(Rows from a box labeling dataset)
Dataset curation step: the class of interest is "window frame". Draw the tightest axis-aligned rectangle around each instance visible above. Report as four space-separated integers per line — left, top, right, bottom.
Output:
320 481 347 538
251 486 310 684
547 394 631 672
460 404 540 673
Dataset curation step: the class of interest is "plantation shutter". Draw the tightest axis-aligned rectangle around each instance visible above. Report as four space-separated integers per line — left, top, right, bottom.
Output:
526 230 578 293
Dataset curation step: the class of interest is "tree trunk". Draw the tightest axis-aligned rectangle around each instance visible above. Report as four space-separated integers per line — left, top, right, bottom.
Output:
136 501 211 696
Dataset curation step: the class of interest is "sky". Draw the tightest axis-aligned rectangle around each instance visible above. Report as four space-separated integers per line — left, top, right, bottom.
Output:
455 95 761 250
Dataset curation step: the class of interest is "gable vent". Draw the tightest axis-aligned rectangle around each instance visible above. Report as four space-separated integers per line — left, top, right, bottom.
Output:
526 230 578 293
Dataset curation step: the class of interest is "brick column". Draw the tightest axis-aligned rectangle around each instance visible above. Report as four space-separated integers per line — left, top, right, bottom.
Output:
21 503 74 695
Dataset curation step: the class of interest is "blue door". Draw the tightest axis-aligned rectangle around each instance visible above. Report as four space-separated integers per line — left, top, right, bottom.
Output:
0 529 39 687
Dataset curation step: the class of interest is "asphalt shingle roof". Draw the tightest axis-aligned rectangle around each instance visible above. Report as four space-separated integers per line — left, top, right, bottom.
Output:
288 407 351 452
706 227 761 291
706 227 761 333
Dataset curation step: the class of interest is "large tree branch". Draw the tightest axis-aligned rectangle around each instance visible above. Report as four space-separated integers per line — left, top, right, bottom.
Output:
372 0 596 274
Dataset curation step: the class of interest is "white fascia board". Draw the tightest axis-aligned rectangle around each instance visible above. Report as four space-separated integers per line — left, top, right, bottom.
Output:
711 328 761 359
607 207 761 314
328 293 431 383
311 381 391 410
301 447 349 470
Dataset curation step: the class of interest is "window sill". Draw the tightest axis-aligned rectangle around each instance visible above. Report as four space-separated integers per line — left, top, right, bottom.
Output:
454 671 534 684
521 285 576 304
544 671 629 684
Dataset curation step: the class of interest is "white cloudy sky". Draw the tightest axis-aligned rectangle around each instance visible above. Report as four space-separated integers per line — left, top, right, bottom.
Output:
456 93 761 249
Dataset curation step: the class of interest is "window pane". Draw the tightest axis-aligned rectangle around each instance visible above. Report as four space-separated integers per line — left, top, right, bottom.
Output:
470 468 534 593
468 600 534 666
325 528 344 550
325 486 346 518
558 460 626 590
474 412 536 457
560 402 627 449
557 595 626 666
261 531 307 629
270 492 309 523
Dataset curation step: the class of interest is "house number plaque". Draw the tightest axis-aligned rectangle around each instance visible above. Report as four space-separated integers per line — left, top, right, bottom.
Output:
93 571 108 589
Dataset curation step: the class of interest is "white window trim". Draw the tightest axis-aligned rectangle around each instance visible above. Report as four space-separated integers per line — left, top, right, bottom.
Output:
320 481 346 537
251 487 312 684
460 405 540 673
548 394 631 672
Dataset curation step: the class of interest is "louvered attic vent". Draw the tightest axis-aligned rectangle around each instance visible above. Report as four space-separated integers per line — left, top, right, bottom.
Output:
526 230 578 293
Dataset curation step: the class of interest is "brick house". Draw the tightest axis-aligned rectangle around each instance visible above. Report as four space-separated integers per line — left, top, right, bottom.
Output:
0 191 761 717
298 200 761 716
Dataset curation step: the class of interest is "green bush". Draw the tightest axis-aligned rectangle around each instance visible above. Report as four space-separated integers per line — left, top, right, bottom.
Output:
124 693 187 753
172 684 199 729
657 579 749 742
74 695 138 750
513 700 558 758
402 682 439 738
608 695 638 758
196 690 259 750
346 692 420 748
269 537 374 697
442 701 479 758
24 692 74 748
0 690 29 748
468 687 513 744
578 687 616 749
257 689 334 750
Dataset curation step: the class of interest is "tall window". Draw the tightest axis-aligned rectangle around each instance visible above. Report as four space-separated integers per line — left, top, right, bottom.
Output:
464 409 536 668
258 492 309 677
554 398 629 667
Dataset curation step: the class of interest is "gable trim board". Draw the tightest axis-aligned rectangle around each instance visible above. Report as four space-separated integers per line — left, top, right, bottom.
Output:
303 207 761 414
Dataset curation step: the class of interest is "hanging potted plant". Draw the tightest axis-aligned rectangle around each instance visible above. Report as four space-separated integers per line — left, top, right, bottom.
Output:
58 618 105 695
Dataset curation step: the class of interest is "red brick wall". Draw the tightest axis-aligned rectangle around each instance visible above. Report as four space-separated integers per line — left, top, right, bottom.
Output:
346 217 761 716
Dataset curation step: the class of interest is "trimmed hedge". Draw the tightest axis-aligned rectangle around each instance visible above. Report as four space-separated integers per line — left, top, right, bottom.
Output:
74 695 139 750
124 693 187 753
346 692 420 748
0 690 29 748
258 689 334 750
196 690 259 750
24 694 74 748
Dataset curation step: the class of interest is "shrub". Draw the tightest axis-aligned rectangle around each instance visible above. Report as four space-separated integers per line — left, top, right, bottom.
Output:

__WHAT YOU ARE ASKED TO DO__: Turn every line of the rows above into a numbered list, skipping any blank lines.

__COMPLETE ANSWER__:
1. Dataset curation step: the class of interest is "window frame". Draw the tightest axis-aligned rectangle around each instance visible above. Report as four space-separated integers per line — left, top, right, bottom.
2. Output:
3. 320 481 347 538
4. 251 486 310 684
5. 547 394 631 672
6. 460 404 540 673
7. Dataset curation step: the class of interest is "plantation shutter". Draw the tightest axis-aligned rectangle around each instance visible above. Report as four space-separated integers per line — left, top, right, bottom.
8. Output:
9. 526 230 578 293
10. Dataset curation step: the class of interest is "tree trunk". Draw the tightest axis-aligned rectangle around each instance visible above. Report as four space-separated integers per line — left, top, right, bottom.
11. Output:
12. 136 501 211 696
13. Dataset curation step: the class of interest is "sky". Draw the tightest axis-aligned rectangle around each instance visible above. Report as four space-separated integers per line — left, top, right, bottom.
14. Output:
15. 455 95 761 250
16. Dataset curation step: the class of interest is "gable vent". Draw the tightest axis-aligned rectangle around each instance visible above. Report as four space-separated integers per line — left, top, right, bottom.
17. Output:
18. 526 230 578 293
19. Dataset curation step: the class of interest is "brick column". Draw the tightest axis-aligned rectangle around each instance visible above. Report as four space-separated integers per line — left, top, right, bottom.
20. Output:
21. 21 503 74 695
22. Dataset curation step: the class of interest is "blue door". Draw the tightest axis-aligned rectangle around each instance visible above. Report as four space-separated integers per line — left, top, right, bottom.
23. Output:
24. 0 529 39 687
25. Dataset curation step: the class of interest is "asphalt shingle roof". Draw the tightest axis-aligned rectangle around each instance visible above. Report as four space-separated integers per line — left, top, right, bottom.
26. Output:
27. 288 407 351 452
28. 706 227 761 291
29. 706 227 761 333
30. Dataset curation step: the class of interest is "large tree branch". Draw the tightest axis-aligned rectangle around each instance visible above. Report as four space-separated integers per line — left, top, right, bottom.
31. Output:
32. 372 0 596 274
33. Dataset curation step: the class of interest is "white fascia board". Draw the tightest axis-aligned rectangle around each instance visible above. Report as four space-separated integers per line — left, top, right, bottom.
34. Output:
35. 711 328 761 359
36. 607 207 761 314
37. 328 293 431 383
38. 311 381 391 410
39. 301 447 349 470
40. Dataset curation step: the class of interest is "window sill". Draw the tightest axis-aligned rectangle around each instance visible above. Report as four space-separated integers per line — left, top, right, bottom.
41. Output:
42. 454 671 534 684
43. 521 285 576 304
44. 544 671 629 684
45. Dataset curation step: the class of interest is "white cloudy sky". Draw the tightest axis-aligned rectangle around each instance visible above. Report as four space-separated integers per line — left, top, right, bottom.
46. Output:
47. 456 93 761 249
48. Dataset curation step: the class of interest is "window pane". Draw the tightest axis-aligned rectangle around each instance visible above. Report as four space-separated integers per line — left, top, right, bottom.
49. Output:
50. 470 468 534 593
51. 468 600 534 666
52. 325 528 344 550
53. 325 486 346 518
54. 558 460 626 590
55. 474 412 536 457
56. 560 402 627 449
57. 557 595 626 666
58. 261 531 307 629
59. 270 492 309 523
60. Dataset curation step: the class of interest is "house number plaque". Draw the tightest axis-aligned rectangle around each instance visible above. Report as four space-separated integers per line — left, top, right, bottom.
61. Output:
62. 93 571 108 589
63. Dataset curation step: the class of interest is "white window trim". Draw the tightest axis-aligned rectangle around each instance visible above. Report as four space-separated integers per line — left, top, right, bottom.
64. Output:
65. 320 481 346 537
66. 251 487 312 684
67. 460 405 540 673
68. 548 394 631 672
69. Dataset curation step: the class of interest is "louvered attic vent". Draw the tightest axis-aligned rectangle around each instance visible above. Report as four space-separated integers per line — left, top, right, bottom.
70. Output:
71. 526 230 578 293
72. Dataset curation step: the class of interest is "brick house". Draw the tightest axis-aligned rectangle around each instance visible above. Report as four space-separated integers per line — left, top, right, bottom.
73. Output:
74. 0 191 761 717
75. 298 200 761 716
76. Dataset curation step: the class of interest is "green bush". Draw the tightest axis-aligned rectangle around each instance visible above. Report as four space-separated integers per line — left, top, right, bottom.
77. Output:
78. 124 693 187 753
79. 172 684 199 729
80. 657 579 749 742
81. 74 695 138 750
82. 513 700 558 758
83. 402 682 439 738
84. 608 695 638 758
85. 196 690 259 750
86. 346 692 420 748
87. 269 537 374 697
88. 442 701 479 758
89. 24 692 74 748
90. 0 690 29 748
91. 468 687 513 744
92. 578 687 616 749
93. 257 689 334 750
94. Dataset curation step: the class of interest is "tall window". Draw the tightest axis-aligned rectangle around each instance visible above. Report as four space-separated integers per line — left, top, right, bottom.
95. Output:
96. 464 409 536 668
97. 258 492 309 677
98. 554 398 629 667
99. Dataset curation step: the class of interest is "gable trim board". Draw the tightest axis-aligned rectangle around each instance visible above. Report as four space-separated integers per line — left, top, right, bottom.
100. Output:
101. 303 207 761 414
102. Dataset curation step: the class of interest is "hanging potted plant". Draw the tightest axis-aligned rectangle around each instance visible above. Report as four space-separated integers per line — left, top, right, bottom.
103. Output:
104. 58 618 105 695
105. Dataset curation step: the class of interest is "red brick wall". Draw the tightest axis-aligned rectangle around each instance visible above. Report as four space-separated integers per line — left, top, right, bottom.
106. Output:
107. 346 217 761 716
108. Dataset curation step: the class of interest is "trimmed hedge". Draw the tightest axis-aligned rectangle around each instance visible above. Report as four space-separated integers per line — left, top, right, bottom.
109. Output:
110. 74 695 139 750
111. 124 693 187 753
112. 346 692 420 748
113. 0 690 29 748
114. 258 689 334 750
115. 196 690 259 750
116. 24 694 74 748
117. Dataset curation step: the class of interest is "shrub". Draw the tightest axis-aligned rectangle around each instance visible above. Report as four space-separated integers per line — left, top, right, bottom.
118. Output:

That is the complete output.